[Labeled-object pointing entries]
:::

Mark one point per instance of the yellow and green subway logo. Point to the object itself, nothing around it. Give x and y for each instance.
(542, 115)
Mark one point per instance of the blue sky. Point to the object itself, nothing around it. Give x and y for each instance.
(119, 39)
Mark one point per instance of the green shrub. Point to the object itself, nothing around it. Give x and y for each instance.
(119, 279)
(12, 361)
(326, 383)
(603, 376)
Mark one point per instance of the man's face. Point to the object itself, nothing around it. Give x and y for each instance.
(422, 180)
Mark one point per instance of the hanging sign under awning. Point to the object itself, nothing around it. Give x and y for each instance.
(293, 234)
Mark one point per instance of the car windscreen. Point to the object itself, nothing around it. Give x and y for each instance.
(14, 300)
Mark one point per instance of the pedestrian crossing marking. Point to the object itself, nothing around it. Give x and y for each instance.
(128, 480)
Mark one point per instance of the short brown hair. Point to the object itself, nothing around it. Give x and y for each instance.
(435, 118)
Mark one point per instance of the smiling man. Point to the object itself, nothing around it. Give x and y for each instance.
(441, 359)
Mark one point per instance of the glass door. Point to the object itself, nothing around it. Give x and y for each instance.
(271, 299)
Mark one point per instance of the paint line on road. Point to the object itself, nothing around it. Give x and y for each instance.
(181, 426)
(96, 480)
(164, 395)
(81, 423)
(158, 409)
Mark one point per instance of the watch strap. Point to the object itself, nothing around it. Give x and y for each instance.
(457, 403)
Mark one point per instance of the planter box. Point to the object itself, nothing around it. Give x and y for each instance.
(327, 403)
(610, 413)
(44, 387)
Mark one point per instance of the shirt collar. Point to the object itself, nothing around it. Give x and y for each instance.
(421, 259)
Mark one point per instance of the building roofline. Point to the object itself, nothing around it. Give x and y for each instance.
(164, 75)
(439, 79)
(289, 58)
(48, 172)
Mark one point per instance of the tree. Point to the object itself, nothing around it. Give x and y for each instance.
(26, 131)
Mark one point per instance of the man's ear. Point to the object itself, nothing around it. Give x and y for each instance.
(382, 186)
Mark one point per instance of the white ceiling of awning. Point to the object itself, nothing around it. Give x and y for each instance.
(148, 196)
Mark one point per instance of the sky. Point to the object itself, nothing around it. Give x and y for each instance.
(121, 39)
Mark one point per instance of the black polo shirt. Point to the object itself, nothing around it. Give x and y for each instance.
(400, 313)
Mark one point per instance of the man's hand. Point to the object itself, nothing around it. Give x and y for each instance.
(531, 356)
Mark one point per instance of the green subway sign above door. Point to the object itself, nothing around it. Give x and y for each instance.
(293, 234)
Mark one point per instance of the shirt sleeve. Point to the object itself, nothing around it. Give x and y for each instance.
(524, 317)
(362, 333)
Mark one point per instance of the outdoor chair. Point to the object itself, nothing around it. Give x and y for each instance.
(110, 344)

:::

### Stated problem
Copy all of the data exactly.

### Answer to this problem
Mark one point per instance of the yellow and green subway logo. Point to the object itself, nothing around it. Give x and y for each instance.
(542, 115)
Mark one point per instance of the blue sky. Point to the object itself, nothing around it. Give x and y for each instance.
(119, 39)
Mark one point per instance of the green shrub. Point to the object itself, nothing around it. Give x and y for each instance.
(119, 279)
(12, 361)
(326, 383)
(603, 376)
Mark one point per instance of the man's face. Point to the object itself, nothing around it. Give x and y for each instance.
(422, 180)
Mark one point per instance of the hanging sign under awning. Point to the object itself, nothing around it. Give x and y for each instance.
(293, 234)
Mark one point per instance of the car windscreen. Point to the object itself, nothing around it. Give x and y for each instance.
(14, 300)
Mark one point per instance of the pedestrian crossing marking. Point to the object itself, nothing around it. Give x and y for each instance.
(128, 480)
Mark one point per instance of the short brown hair. Point to the object itself, nothing around it. Give x and y for each instance.
(435, 118)
Mark one point per instance of the smiling man. Point to the object itself, nothing around it. Give x and y for each instance.
(441, 359)
Mark one point per instance of the glass door. Point to the object itself, nothing around it. Give x and y for each instance.
(271, 299)
Mark one point per instance of the paint line on road. Point to the object itself, nothing around it. Give x and y for each instance.
(181, 426)
(96, 480)
(164, 395)
(81, 423)
(158, 409)
Mark one point per instance of the watch strap. Point to the object itself, nothing around it. Give x and y for each instance.
(457, 403)
Mark one point per instance of the planter box. Point to the object itself, nothing around it. Give x and y for each instance.
(327, 403)
(610, 413)
(44, 387)
Mark one point per instance of the shirt collar. Point to the object itself, nothing around it. Give x and y for each instance.
(421, 259)
Mark one point per instance of the building roofline. Point to the object itself, nothing around it. Give x and y for each instance.
(164, 75)
(439, 79)
(289, 58)
(48, 172)
Mark one point per instance of the tree. Point to the object itself, nothing around it. Give x and y for each instance.
(26, 131)
Mark one point per instance of the man's ear. Point to the object itself, nothing around it. Give x and y for each instance.
(382, 186)
Mark one point per instance of the white ceiling of awning. Point to the object itself, nothing around it. Give x and y for each instance.
(148, 196)
Mark one point per instance of the sky. Point to the object itself, nothing around it. Give x and y for each instance.
(121, 39)
Mark one point per instance of the black polo shirt. Point to the object itself, nothing around it. Give x and y for each instance.
(400, 313)
Mark one point per instance of the man's hand. Point to the object itself, nothing around it. Give x and y for each instance.
(531, 356)
Mark one point per instance of the green subway sign above door. Point to the object itself, nothing around it. Give x and y for each instance.
(293, 234)
Mark one point per instance of the shirt sleeve. Point to the object itself, nothing around it. Give x and y for each instance.
(524, 317)
(362, 333)
Mark one point per instance of the outdoor chair. Point to the object itself, nothing around it. Give x and y for each instance.
(110, 344)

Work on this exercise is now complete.